▶ _WHAT YOU HAVE TO DO_:
Please render the material below as a two-column CSV headed instruction and answer, one row per item, with its text and answer each in a single quoted field and line breaks replaced by spaces. Cover all of the material and leave the pictures out.

▶ _DATA EXTRACT_:
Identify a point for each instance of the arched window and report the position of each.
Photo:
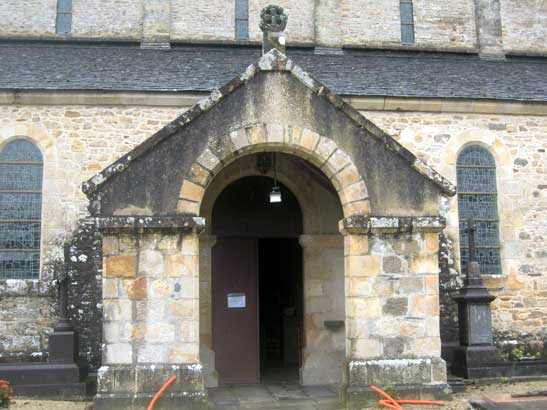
(477, 198)
(20, 209)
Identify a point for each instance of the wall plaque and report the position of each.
(236, 300)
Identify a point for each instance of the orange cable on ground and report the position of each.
(392, 404)
(160, 392)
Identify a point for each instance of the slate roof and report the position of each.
(73, 66)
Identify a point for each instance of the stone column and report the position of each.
(324, 344)
(150, 318)
(392, 307)
(207, 355)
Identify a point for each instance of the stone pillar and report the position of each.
(392, 308)
(156, 25)
(324, 345)
(150, 319)
(489, 33)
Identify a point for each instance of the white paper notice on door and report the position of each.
(236, 300)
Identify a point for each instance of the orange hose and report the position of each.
(393, 404)
(160, 392)
(389, 405)
(434, 403)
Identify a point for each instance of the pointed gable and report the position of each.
(272, 92)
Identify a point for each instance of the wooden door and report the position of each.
(235, 310)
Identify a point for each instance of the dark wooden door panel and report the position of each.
(235, 310)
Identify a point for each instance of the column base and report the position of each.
(131, 387)
(423, 378)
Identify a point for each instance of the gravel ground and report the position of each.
(460, 400)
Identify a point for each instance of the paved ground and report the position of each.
(311, 398)
(277, 395)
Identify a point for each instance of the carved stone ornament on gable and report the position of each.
(273, 18)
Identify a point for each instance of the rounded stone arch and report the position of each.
(504, 171)
(321, 151)
(38, 136)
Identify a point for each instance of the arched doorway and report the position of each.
(273, 272)
(256, 283)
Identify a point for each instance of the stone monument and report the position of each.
(476, 348)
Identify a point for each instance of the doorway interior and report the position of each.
(280, 309)
(257, 284)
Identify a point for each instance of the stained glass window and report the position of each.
(407, 21)
(20, 209)
(477, 199)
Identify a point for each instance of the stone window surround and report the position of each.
(495, 194)
(489, 141)
(48, 149)
(3, 144)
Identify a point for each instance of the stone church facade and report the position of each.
(386, 141)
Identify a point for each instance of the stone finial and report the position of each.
(273, 21)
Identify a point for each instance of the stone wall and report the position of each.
(336, 22)
(103, 18)
(523, 25)
(27, 18)
(441, 23)
(77, 141)
(150, 318)
(519, 148)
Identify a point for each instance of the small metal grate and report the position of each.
(242, 19)
(477, 199)
(407, 21)
(63, 23)
(21, 168)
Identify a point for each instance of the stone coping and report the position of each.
(361, 224)
(183, 222)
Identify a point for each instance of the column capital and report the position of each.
(369, 225)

▶ _CORRECT RESPONSE_:
instruction,answer
"Identify a point for each instance of the arched window and report the position of each. Photo:","(477, 198) (20, 209)"
"Identify a point for each instance of the wall plaque and report the position of each.","(236, 300)"
"Identify a point for each instance of the orange cable on ground and report the position of each.","(392, 404) (160, 392)"
"Identify a point for each instance of the slate roof and report the position of each.","(73, 66)"
"Identify a point for each instance of the stone column and report the position of each.","(324, 344) (150, 318) (392, 307) (207, 355)"
"Identify a point for each instance of the stone pillar and report the position of each.","(392, 308) (156, 25) (324, 345) (150, 319) (489, 33)"
"Identify a point for each instance of the white paper notice on door and report the position of each.","(236, 300)"
"Identify a point for each instance of the orange hose and report the position of each.","(393, 404) (160, 392) (389, 405) (434, 403)"
"Identify a point for each instance of the pointed gable and report the position of each.","(272, 92)"
"Identify a point for each instance of the wooden door and report the position of each.","(235, 310)"
"Identify a point for each instance of the dark wooden door panel and report the position of each.","(235, 310)"
"Identify a point for each instance of the column base and report the position of each.","(131, 387) (423, 378)"
"Identify a point for each instance of the gravel ground and report the position of each.","(460, 400)"
"Identify a point for each instance of the paved ground and report the position of each.","(311, 398) (277, 395)"
"Identify a point for each instance of the carved stone ornament on gable and report the position of each.","(273, 18)"
"Identify a point for each instance of the rounded stone arch and report the position of each.","(504, 171) (321, 151) (38, 136)"
"Identify a point for each instance of the arched doorway and report the position of each.","(273, 272) (256, 283)"
"Identify a point for each instance of the stone monument and report the position of each.","(476, 348)"
"Identify a point for each instance of the doorway interior and report the position of each.","(280, 309) (257, 284)"
"Identify a point for each instance of the stained glass window and report the position of each.","(407, 21) (20, 209) (477, 199)"
"Identify a point for each instance of the stone window surround and report the position of each.","(495, 194) (489, 141) (48, 149) (3, 144)"
"Identify a point for each instance of the stone church facade and report the position of each.","(386, 141)"
"Identify a point for each instance of the stone finial and report the position of each.","(273, 21)"
"Identify a point for each instance of the stone wall and report the position of each.","(336, 22) (103, 18) (523, 25) (27, 18) (441, 23) (77, 141) (150, 318) (519, 148)"
"Identify a point for each instance of the small metal grate and report the position of each.","(242, 19) (477, 199) (407, 21) (63, 23) (21, 168)"
"Identify a point for each instance of the stone coping and report the position of each.","(361, 224) (183, 222)"
"Identify a point for each instance of the column capital and report the position of each.","(369, 225)"